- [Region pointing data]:
################

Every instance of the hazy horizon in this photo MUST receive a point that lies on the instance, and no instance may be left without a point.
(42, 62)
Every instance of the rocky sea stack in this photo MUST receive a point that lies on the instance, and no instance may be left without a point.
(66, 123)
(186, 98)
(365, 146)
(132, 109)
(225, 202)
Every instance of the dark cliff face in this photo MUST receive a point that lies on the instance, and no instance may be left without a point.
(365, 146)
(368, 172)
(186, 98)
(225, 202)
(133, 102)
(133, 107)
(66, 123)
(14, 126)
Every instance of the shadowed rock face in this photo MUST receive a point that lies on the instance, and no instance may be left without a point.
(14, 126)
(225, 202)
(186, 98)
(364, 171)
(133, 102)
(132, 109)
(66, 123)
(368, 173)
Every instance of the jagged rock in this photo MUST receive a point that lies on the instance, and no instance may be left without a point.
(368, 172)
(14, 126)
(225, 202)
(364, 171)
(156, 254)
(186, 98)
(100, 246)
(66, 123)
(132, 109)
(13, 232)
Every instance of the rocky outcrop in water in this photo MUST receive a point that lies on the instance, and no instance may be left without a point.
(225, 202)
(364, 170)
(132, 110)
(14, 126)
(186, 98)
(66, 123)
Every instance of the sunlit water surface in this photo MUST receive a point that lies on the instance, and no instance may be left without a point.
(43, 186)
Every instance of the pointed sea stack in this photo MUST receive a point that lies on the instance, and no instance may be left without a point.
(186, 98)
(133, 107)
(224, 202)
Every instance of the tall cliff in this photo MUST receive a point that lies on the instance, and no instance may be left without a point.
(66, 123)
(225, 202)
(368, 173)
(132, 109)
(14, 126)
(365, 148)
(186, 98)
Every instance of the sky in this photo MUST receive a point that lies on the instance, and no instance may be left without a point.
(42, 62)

################

- [WHAT TO WORK ON]: Every single line of the data above must be set down again exactly.

- [ANSWER BOX]:
Every instance of the hazy horizon in this photo MUST receive a point that lies on the instance, and no instance may be left without a point.
(42, 62)
Every instance of the rocky sea stack in this photo MUST receive a point that lies on the instance, and no instance may be left without a point.
(66, 123)
(186, 98)
(365, 146)
(132, 109)
(225, 202)
Every instance of the dark cliff face in this photo MUST receive a point that lies on the instance, and no instance may be left without a point.
(365, 146)
(368, 172)
(186, 98)
(225, 202)
(133, 102)
(133, 107)
(66, 123)
(14, 126)
Every instance of the shadowed rock face in this photo MUST receive a point that lies on the instance, and no instance may be left without a point.
(14, 126)
(225, 202)
(186, 98)
(364, 171)
(133, 102)
(132, 109)
(66, 123)
(368, 173)
Every instance of the jagged rock in this photo MUST receive a point that lies on the instance, and no instance may be left without a point.
(368, 172)
(14, 126)
(225, 202)
(364, 171)
(156, 254)
(186, 98)
(100, 246)
(66, 123)
(132, 109)
(13, 232)
Every instance of the rocky outcrop in water in this photo MUST receive a point that lies on the instance, and no instance may be left without a point.
(225, 202)
(364, 170)
(132, 110)
(14, 126)
(186, 98)
(66, 123)
Every instance of the sunlit water surface in this photo MUST receive a point that lies on the instance, and no instance may be left without a point.
(43, 186)
Every instance of the pointed sea stack in this photo MUST receive a point that lies on the instance, and no instance may be left without a point.
(186, 98)
(133, 107)
(224, 202)
Every instance of the tall cliff in this photo MUST receive a point that lies on the instance, and no instance may be left without a point.
(66, 123)
(225, 202)
(368, 173)
(132, 109)
(14, 126)
(365, 148)
(186, 98)
Every instance of the sky in this photo MUST receive a point that lies on the instance, and no instance may be left without a point.
(42, 62)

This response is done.